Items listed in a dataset
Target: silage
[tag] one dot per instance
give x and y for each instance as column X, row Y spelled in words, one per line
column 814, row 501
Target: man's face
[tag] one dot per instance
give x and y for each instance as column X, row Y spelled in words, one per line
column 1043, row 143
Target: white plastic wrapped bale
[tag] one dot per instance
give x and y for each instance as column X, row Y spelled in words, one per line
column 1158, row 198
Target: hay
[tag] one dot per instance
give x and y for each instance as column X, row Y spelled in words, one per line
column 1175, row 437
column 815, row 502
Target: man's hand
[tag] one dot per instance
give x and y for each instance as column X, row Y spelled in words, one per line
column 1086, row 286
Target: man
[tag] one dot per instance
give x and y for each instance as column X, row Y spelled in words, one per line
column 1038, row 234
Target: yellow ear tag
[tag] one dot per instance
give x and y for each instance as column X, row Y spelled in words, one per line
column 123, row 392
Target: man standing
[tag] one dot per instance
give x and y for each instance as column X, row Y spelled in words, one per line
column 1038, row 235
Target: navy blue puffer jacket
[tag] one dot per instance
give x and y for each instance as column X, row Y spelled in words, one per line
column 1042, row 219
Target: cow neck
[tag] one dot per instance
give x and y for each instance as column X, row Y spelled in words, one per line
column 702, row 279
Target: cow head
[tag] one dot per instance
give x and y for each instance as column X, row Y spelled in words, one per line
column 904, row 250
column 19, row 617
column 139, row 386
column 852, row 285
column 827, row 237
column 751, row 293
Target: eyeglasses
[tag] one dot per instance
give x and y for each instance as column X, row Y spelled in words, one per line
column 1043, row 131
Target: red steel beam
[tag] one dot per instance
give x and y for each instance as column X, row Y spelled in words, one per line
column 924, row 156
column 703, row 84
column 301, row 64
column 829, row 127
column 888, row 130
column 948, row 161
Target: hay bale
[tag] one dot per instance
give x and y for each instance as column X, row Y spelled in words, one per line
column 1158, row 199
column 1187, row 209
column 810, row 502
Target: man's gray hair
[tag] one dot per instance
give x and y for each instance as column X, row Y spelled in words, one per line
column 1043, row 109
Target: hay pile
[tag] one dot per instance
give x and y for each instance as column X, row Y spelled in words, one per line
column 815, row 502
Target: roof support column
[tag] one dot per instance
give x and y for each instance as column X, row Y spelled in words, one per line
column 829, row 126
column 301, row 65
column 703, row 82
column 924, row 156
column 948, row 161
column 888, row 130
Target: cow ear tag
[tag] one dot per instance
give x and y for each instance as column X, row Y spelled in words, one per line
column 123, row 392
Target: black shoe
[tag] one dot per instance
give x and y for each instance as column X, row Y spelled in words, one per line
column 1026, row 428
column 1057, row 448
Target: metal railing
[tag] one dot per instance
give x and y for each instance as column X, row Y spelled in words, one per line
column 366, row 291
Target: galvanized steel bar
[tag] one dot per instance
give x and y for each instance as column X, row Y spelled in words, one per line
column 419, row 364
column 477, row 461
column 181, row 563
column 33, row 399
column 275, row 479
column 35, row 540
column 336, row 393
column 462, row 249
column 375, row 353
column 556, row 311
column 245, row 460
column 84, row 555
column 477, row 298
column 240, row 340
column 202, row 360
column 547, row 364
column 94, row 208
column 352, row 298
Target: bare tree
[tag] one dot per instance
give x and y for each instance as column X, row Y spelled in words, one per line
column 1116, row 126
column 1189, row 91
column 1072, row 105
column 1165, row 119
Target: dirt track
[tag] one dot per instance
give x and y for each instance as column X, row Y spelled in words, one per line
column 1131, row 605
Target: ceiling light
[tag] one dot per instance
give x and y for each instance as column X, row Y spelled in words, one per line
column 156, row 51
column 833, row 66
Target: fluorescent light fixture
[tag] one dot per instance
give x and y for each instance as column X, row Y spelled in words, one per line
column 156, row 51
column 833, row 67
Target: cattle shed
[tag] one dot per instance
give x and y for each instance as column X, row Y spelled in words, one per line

* * *

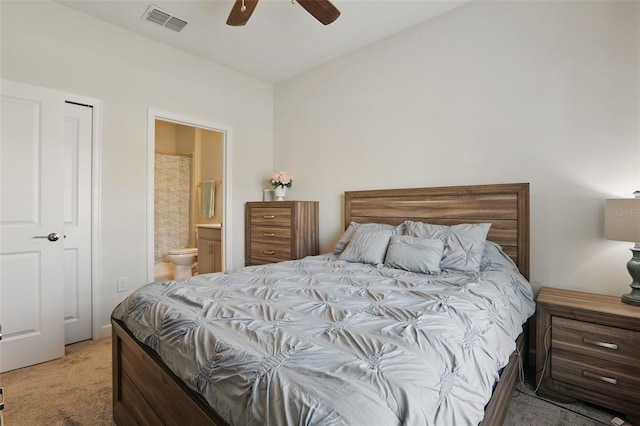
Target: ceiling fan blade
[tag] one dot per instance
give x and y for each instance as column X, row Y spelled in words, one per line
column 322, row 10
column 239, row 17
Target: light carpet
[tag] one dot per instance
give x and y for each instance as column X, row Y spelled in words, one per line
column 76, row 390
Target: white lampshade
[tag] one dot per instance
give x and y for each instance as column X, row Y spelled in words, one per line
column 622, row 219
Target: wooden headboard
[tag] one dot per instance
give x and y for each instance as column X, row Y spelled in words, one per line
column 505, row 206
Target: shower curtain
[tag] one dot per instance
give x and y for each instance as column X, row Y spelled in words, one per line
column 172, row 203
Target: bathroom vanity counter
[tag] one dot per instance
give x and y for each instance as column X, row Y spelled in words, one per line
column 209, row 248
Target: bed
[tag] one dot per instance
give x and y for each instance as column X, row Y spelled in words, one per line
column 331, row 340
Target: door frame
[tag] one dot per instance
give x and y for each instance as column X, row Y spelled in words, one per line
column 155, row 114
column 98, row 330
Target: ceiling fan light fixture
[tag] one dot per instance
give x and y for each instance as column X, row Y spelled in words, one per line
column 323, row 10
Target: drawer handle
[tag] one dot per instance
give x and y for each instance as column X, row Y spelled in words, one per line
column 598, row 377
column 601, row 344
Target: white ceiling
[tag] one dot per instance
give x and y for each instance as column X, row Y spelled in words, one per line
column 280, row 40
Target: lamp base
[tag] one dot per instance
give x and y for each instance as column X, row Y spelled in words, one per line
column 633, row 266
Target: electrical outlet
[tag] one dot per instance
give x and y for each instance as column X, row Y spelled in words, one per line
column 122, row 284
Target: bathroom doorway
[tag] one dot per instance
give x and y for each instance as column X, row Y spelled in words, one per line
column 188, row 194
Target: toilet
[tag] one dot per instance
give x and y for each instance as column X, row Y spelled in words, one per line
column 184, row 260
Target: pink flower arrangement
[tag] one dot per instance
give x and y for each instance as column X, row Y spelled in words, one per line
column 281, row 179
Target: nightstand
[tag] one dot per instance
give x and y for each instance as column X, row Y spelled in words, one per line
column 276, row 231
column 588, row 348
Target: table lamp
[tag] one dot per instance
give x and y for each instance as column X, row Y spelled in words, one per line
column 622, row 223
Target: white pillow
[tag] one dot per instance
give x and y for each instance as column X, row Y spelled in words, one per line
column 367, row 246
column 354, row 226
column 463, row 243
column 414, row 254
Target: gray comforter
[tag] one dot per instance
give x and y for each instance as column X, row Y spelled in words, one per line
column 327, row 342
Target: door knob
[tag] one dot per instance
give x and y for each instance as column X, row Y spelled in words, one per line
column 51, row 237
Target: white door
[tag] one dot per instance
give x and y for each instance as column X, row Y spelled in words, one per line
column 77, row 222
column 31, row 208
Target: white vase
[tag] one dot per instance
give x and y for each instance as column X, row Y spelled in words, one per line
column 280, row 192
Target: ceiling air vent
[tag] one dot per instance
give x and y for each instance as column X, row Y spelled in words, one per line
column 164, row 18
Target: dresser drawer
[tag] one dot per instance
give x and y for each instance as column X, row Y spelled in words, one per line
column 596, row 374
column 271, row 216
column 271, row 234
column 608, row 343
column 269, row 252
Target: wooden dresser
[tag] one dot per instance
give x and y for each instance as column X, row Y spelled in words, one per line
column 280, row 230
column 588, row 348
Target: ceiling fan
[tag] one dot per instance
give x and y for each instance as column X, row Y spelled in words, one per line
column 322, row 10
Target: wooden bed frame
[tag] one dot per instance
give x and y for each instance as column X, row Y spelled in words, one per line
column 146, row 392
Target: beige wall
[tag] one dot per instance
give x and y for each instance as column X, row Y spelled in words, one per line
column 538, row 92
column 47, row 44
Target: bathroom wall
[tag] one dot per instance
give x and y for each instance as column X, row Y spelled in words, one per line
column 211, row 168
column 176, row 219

* [Work order] In the records above, find each line holding "bathroom" and copy it.

* [Answer below]
Target: bathroom vanity counter
Target: bathroom doorway
Target: bathroom wall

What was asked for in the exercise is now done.